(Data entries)
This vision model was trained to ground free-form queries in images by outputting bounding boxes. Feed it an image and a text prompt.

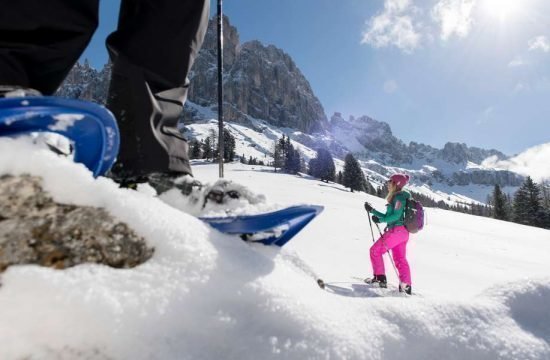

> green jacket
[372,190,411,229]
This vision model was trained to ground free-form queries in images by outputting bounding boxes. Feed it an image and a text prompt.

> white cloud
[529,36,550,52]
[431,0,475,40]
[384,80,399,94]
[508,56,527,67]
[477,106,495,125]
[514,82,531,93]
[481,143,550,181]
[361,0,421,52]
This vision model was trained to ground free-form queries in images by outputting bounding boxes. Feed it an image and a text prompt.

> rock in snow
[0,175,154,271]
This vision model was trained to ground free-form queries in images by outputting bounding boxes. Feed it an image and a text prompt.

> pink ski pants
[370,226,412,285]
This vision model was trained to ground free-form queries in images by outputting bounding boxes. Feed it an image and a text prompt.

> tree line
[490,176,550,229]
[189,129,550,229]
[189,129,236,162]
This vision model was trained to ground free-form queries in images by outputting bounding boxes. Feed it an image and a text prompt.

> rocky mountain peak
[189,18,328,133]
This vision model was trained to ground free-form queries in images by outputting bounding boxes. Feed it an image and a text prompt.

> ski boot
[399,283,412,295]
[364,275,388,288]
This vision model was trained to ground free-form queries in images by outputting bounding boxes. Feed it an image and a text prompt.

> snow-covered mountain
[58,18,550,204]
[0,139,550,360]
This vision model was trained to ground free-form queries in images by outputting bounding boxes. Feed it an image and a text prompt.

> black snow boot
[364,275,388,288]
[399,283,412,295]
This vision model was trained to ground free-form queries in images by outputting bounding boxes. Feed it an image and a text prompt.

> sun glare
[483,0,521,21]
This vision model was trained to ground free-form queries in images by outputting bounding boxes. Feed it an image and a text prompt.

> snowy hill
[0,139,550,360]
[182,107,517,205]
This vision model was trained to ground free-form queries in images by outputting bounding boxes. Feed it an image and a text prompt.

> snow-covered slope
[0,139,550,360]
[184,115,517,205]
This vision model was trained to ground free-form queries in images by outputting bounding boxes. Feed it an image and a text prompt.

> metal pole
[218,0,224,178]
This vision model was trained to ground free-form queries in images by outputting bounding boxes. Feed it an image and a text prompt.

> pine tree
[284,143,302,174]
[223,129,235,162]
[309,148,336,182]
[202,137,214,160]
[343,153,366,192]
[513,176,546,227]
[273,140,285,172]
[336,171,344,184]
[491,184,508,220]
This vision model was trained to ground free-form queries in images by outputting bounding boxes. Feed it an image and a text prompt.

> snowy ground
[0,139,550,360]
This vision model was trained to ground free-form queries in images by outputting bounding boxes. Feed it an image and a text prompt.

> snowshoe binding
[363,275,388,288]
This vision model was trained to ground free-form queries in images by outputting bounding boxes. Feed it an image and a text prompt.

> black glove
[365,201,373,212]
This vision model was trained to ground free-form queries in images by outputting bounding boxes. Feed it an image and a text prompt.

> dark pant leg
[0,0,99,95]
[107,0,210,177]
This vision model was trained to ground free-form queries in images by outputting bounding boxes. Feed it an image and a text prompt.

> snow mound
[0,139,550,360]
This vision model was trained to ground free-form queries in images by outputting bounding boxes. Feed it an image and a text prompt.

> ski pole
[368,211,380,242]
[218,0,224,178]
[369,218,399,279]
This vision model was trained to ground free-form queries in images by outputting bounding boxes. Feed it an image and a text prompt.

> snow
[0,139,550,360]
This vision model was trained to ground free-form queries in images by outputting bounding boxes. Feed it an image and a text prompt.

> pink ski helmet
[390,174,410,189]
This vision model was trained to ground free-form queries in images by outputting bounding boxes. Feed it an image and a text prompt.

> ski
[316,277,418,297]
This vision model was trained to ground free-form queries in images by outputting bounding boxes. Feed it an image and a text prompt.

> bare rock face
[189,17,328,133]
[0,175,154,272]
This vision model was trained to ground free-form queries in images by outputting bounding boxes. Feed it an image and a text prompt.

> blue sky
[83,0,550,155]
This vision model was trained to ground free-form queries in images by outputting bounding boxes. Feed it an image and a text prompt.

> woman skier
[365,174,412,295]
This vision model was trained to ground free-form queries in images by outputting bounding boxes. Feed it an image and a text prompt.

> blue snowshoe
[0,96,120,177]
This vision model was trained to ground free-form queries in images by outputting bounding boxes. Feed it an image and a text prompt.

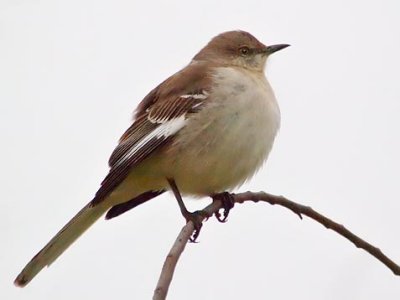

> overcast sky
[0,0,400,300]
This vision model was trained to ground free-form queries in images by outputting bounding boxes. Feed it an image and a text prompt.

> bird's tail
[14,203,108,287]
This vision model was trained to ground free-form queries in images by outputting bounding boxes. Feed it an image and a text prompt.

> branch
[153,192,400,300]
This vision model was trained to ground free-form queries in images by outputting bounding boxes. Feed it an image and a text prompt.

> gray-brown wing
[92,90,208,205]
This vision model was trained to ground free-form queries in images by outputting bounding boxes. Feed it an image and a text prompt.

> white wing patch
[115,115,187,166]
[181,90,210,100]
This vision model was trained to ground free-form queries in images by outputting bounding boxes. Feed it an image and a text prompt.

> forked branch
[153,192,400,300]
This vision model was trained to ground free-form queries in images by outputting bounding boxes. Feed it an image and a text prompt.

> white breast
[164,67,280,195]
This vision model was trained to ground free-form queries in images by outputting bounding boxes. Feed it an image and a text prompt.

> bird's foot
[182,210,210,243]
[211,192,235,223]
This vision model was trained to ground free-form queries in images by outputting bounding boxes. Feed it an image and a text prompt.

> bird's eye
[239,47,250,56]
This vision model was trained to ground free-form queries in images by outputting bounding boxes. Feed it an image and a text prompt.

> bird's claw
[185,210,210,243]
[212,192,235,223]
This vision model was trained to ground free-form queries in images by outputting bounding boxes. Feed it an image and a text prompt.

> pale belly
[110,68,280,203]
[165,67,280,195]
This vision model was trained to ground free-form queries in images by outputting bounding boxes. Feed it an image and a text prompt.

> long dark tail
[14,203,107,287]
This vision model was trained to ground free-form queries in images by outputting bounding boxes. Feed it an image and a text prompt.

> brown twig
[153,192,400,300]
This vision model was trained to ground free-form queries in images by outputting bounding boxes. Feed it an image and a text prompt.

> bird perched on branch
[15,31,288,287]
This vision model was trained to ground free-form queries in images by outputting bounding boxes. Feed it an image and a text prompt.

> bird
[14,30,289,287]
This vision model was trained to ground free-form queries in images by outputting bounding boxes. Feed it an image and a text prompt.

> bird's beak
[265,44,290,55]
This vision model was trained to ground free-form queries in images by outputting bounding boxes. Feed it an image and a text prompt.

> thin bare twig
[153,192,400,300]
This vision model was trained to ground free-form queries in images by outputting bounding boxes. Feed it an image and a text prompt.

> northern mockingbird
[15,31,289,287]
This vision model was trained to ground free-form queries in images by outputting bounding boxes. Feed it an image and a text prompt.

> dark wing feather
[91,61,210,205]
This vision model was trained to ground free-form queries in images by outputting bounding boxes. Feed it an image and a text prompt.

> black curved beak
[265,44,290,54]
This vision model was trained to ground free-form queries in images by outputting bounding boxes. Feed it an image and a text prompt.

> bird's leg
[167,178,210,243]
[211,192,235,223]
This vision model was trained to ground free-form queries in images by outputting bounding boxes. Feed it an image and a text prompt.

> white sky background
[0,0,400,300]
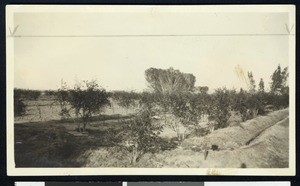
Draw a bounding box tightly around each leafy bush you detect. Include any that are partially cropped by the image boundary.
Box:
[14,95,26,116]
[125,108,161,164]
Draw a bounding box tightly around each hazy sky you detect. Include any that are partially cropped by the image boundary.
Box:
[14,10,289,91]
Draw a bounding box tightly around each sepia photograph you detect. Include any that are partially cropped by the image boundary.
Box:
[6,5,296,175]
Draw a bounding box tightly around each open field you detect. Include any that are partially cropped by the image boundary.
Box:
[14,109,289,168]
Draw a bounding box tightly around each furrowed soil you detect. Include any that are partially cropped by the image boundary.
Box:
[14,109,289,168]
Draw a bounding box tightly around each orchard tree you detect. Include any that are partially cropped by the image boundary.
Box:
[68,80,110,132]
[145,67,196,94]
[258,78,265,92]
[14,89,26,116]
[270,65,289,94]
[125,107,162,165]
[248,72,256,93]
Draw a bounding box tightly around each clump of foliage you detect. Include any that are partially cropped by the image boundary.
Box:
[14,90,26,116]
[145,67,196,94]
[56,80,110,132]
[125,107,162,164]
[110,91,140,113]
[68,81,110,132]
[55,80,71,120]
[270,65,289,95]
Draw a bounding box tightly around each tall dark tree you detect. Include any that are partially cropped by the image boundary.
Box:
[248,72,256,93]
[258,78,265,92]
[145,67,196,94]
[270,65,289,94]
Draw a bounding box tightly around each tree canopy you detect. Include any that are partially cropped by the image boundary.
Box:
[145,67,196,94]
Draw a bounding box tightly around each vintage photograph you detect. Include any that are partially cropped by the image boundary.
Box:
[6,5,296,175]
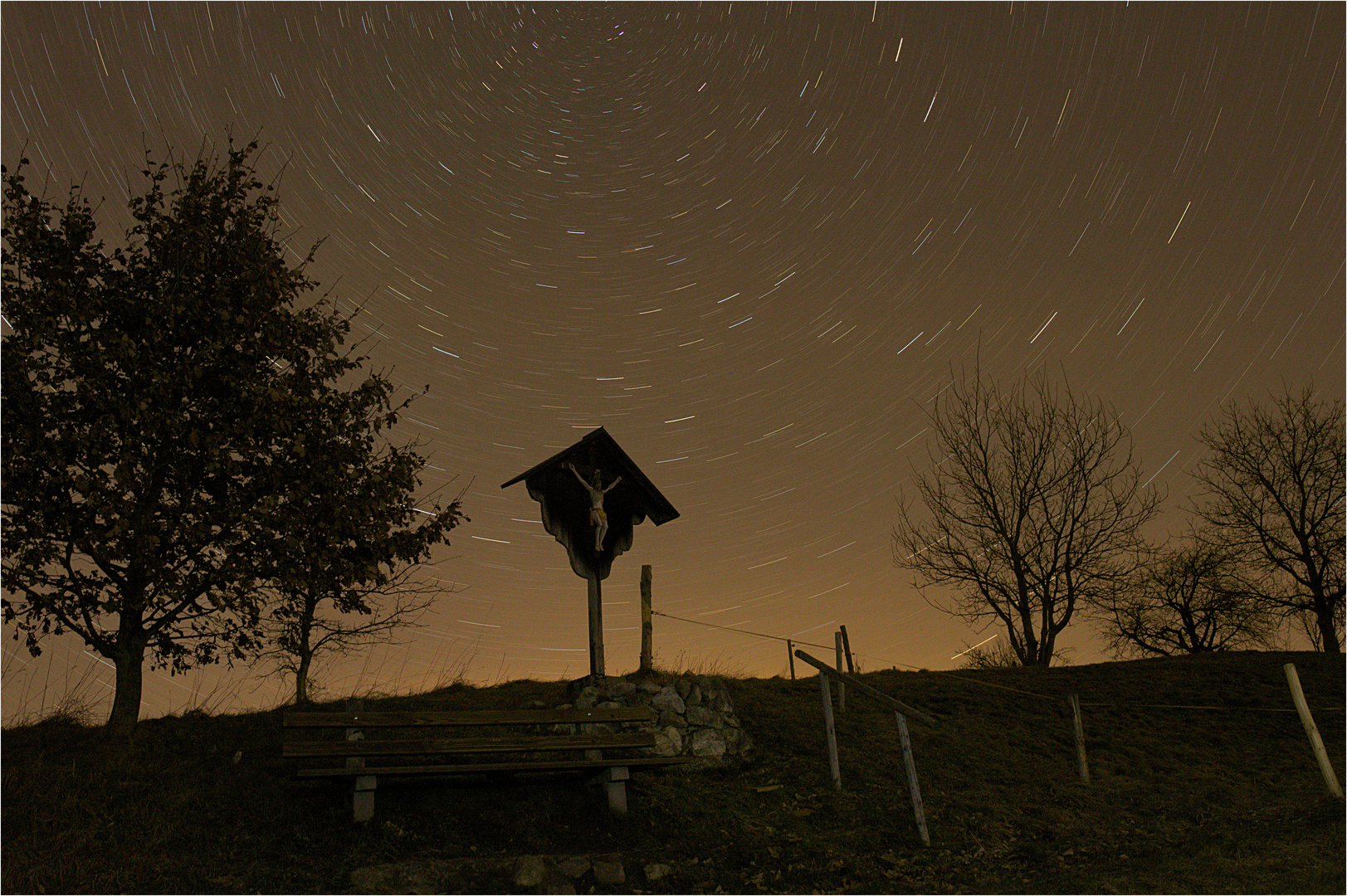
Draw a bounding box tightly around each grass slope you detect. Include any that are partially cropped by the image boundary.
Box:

Written task:
Reproduce the records from the very beginning through the line that contains "[372,190,411,229]", with both ends included. Leave the pictures out of your answer.

Worked solution:
This vision model was trained to ground free-form queries in images by outputting bounding boxes. Feed it an image and a text prompt.


> green jacket
[372,190,411,229]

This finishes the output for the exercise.